To be done
Could you replace "Returns" with "Answers" in the part of the listing that opens with the line containing "sample: [647, 450]." and closes with the last line of the listing, and give that part again with nothing else changed?

§ §

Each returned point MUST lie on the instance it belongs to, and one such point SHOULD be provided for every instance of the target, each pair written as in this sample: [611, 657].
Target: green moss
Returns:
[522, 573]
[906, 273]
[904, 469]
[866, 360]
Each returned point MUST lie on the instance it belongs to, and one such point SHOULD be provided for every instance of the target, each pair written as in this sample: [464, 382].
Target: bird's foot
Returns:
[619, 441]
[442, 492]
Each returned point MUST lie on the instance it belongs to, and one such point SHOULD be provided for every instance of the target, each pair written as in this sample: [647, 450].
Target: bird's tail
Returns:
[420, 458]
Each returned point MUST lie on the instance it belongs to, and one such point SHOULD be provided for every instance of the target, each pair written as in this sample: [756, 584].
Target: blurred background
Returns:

§ §

Reply to the task
Each returned point MUST lie on the instance it belongs to, and one such point SHOULD be provided for every instance of the target, each pair written as in this sample: [647, 450].
Target: bird's tail
Answers:
[420, 458]
Each returned point MUST lie on the instance it belongs to, and one such point SHOULD be provided for every instance of the target, each pair written as in this sample: [756, 584].
Target: blurred background
Answers:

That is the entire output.